In the text on set performance, at what rate does creation degrade for both Swift and Foundation set types?

• **EXTRACT PROVIDED**
__________

Since this example uses a random number generator, you’ll get a different result every time. Here’s an example of the log produced while writing this tutorial:

John
Ringo
John
Ronnie
Ronnie
George
Loops: 6, Set contents: ["Ronnie", "John", "Ringo", "George"]

Here, the loop ran six times in order to get four unique names. It selected Ronnie and John twice, but they only wound up in the set once.

As you’re writing the loop in the Playground, you’ll notice that it runs on a, well, loop, and you’ll get a different number of loops each time. In this case, you’ll need at least four loops, since there must always be four items in the set to break out of the loop.

Now that you’ve seen Set at work on a small scale, it’s time to examine performance with a larger batch.

Sample App Testing Results

Apple didn’t outline overall expectations for set performance as they did for dictionaries and arrays, so in this case you’ll just look at real-world performance.

The sample project has NSSetManipulator and SwiftSetManipulator objects in the SetViewController class similar to the setup in the array and dictionary view controllers, and can be swapped out the same way.

In both cases, if you’re looking for pure speed, using a Set probably won’t make you happy. Compare the numbers on Set and NSMutableSet to the numbers for Array and NSMutableArray, and you’ll see set creation is considerably slower — that’s the price you pay for checking if every single item in a data structure is unique.

Detailed testing revealed that since Swift’s Set shows that performance degradation and raw time for most operations is extremely similar to that of NSSet: Creation, removal, and lookup operations are all nearly identical between Foundation and Swift in raw time. Perhaps the extra time in the oven paid off for sets.

Creation degrades for both Swift and Foundation set types at a rate of around O(n). This is expected because every single item in the set must be checked for equality before a new item may be added.

Removing and looking up actions are both around O(1) performance degradations across Swift and Foundation, making set lookup considerably faster than array lookup. This is largely because set structures use hashes to check for equality, and the hashes can be calculated and stored in sorted order.

Overall, it appears that adding an object to an NSSet stays near O(1), whereas it can degrade at a rate higher than O(n) with Swift’s Set structure.

Swift has seen very significant performance improvements in collection data structure performance in its short public life, and will hopefully continue to see them as Swift evolves.

Lesser-known Foundation Data Structures

Arrays, dictionaries and sets are the workhorses of data-handling. However, Cocoa offers a number of lesser-known and perhaps under-appreciated collection types. If a dictionary, array or set won’t do the job, it’s worth checking if one of these will work before you create something from scratch.

__________

• **LISTING**
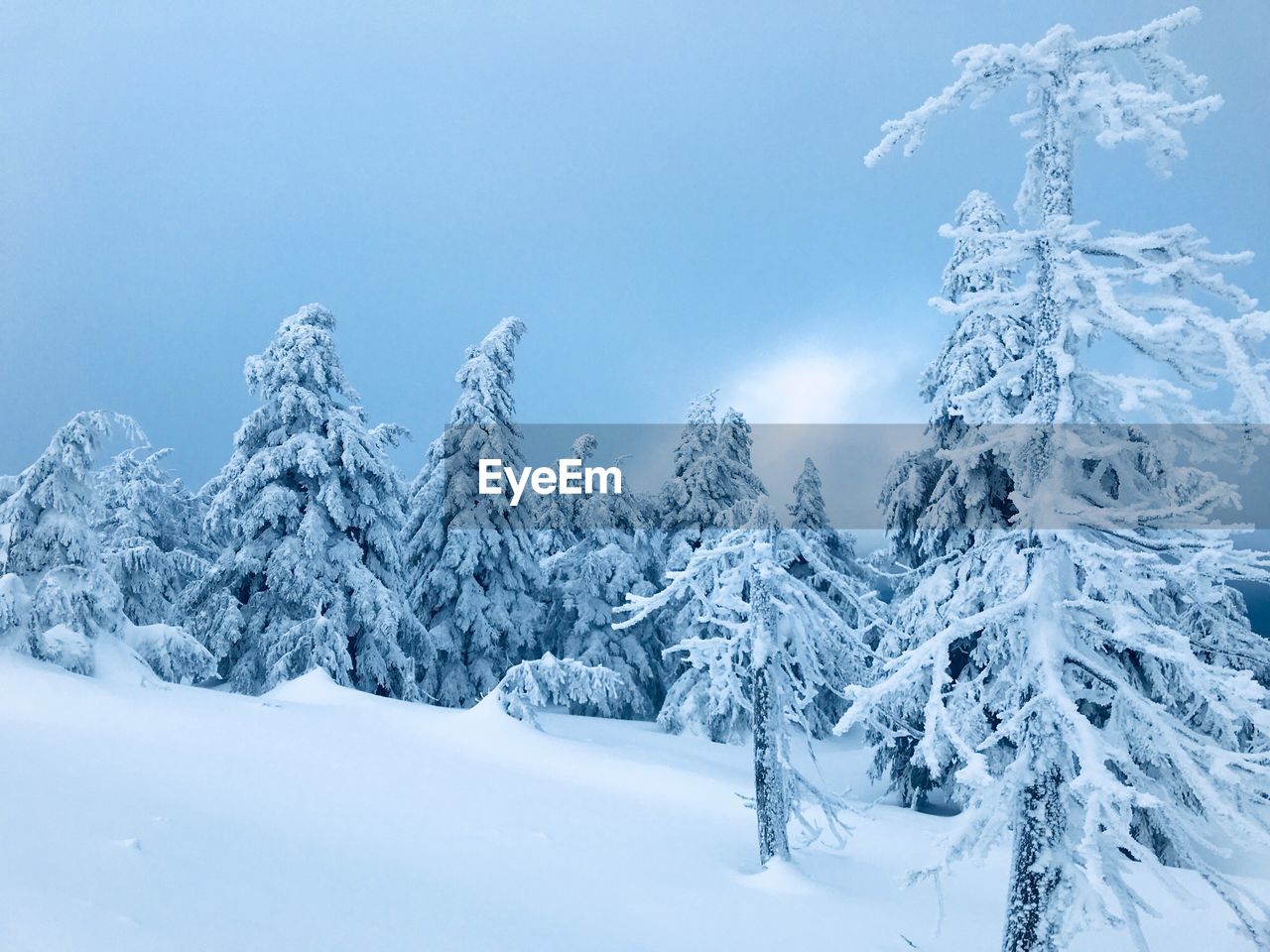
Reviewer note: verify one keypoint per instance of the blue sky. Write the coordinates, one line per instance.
(670, 194)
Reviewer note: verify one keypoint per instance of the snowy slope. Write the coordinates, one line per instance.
(150, 816)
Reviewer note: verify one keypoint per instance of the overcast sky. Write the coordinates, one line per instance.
(671, 194)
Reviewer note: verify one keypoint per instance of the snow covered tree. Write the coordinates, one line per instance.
(712, 484)
(309, 518)
(549, 682)
(1055, 665)
(935, 497)
(825, 557)
(712, 489)
(471, 558)
(58, 598)
(151, 534)
(557, 516)
(616, 552)
(766, 643)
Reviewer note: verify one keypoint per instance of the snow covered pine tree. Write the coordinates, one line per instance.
(308, 513)
(1058, 665)
(151, 534)
(474, 572)
(712, 490)
(826, 558)
(59, 601)
(615, 552)
(765, 644)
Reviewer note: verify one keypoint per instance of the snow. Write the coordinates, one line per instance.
(316, 817)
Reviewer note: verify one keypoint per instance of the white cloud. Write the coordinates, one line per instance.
(818, 385)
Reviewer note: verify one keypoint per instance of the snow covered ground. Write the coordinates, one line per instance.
(139, 815)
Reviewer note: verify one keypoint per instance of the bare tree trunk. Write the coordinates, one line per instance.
(1035, 876)
(771, 788)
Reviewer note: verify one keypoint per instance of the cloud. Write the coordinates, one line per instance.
(818, 385)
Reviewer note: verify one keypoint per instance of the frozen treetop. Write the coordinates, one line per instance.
(1089, 93)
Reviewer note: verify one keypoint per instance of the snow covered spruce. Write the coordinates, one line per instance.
(1070, 655)
(765, 643)
(59, 598)
(307, 516)
(475, 583)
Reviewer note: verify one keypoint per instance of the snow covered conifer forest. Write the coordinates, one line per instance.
(1034, 714)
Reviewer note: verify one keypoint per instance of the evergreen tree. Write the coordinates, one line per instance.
(58, 598)
(1053, 665)
(616, 552)
(471, 558)
(712, 490)
(712, 484)
(151, 534)
(826, 558)
(935, 497)
(766, 643)
(308, 515)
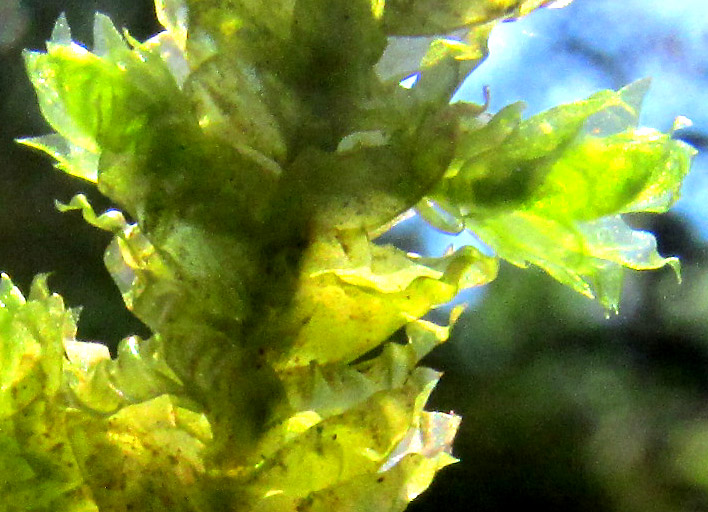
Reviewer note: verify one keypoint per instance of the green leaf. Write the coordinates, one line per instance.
(38, 467)
(547, 190)
(421, 17)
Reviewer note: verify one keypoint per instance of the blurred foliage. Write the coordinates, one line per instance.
(566, 410)
(563, 409)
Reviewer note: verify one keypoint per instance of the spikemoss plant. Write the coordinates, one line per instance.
(255, 149)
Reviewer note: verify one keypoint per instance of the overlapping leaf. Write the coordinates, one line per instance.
(548, 190)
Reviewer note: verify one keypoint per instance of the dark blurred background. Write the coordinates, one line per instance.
(564, 409)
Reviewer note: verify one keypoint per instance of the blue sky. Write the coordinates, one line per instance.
(560, 55)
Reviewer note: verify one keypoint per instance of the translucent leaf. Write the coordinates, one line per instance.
(353, 294)
(72, 159)
(38, 467)
(421, 17)
(547, 190)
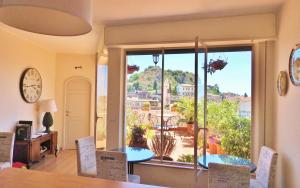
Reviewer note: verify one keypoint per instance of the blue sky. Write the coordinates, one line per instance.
(235, 77)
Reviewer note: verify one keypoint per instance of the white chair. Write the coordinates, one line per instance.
(266, 168)
(228, 176)
(7, 141)
(113, 165)
(86, 157)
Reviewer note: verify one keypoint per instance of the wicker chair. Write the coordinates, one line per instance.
(228, 176)
(266, 169)
(86, 157)
(113, 165)
(6, 149)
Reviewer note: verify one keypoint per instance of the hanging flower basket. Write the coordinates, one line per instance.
(132, 68)
(214, 65)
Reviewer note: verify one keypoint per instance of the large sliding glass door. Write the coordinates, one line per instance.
(160, 102)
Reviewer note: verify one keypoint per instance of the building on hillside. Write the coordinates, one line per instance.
(186, 90)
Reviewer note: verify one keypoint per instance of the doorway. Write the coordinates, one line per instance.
(77, 110)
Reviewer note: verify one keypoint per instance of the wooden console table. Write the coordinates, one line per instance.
(29, 151)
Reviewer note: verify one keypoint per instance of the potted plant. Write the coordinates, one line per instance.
(168, 146)
(146, 106)
(174, 107)
(137, 137)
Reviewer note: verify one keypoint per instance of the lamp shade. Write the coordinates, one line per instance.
(50, 17)
(48, 105)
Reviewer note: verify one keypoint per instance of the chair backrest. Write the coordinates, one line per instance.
(112, 165)
(7, 141)
(266, 166)
(86, 155)
(225, 176)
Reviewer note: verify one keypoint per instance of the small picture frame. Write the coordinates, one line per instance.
(282, 83)
(294, 66)
(23, 130)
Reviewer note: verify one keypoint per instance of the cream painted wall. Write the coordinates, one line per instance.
(286, 109)
(212, 29)
(65, 69)
(16, 54)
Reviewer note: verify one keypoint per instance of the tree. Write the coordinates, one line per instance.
(155, 86)
(136, 85)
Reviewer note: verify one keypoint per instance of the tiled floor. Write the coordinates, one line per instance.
(64, 163)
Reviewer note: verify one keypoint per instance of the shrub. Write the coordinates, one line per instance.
(187, 158)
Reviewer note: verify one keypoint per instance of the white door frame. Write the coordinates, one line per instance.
(65, 102)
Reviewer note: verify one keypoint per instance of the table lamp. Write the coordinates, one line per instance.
(47, 106)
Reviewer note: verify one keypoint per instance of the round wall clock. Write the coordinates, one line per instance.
(282, 83)
(294, 66)
(31, 85)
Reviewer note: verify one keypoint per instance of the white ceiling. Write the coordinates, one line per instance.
(118, 12)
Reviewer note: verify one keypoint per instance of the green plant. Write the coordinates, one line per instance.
(187, 158)
(234, 131)
(168, 145)
(137, 137)
(133, 120)
(236, 140)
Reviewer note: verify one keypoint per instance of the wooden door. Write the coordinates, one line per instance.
(77, 111)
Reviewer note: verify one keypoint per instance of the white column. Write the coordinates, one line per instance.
(115, 96)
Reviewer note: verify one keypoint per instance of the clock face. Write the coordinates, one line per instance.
(31, 85)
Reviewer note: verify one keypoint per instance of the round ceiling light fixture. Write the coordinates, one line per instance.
(49, 17)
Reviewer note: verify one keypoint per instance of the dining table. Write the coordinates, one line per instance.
(203, 161)
(135, 155)
(20, 178)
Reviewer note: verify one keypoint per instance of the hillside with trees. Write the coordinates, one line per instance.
(150, 79)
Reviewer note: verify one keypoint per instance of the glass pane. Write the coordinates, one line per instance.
(143, 102)
(178, 116)
(101, 106)
(229, 103)
(201, 104)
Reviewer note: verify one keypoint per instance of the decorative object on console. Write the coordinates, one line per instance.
(58, 18)
(31, 85)
(282, 83)
(47, 106)
(294, 66)
(23, 130)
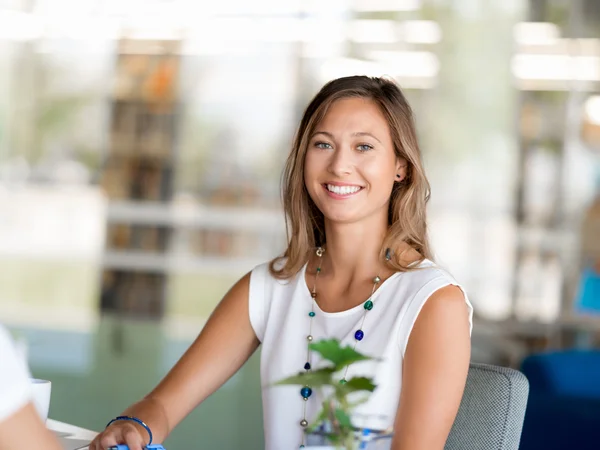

__________

• **SOLUTION TO THE PROBLEM**
Around O(n).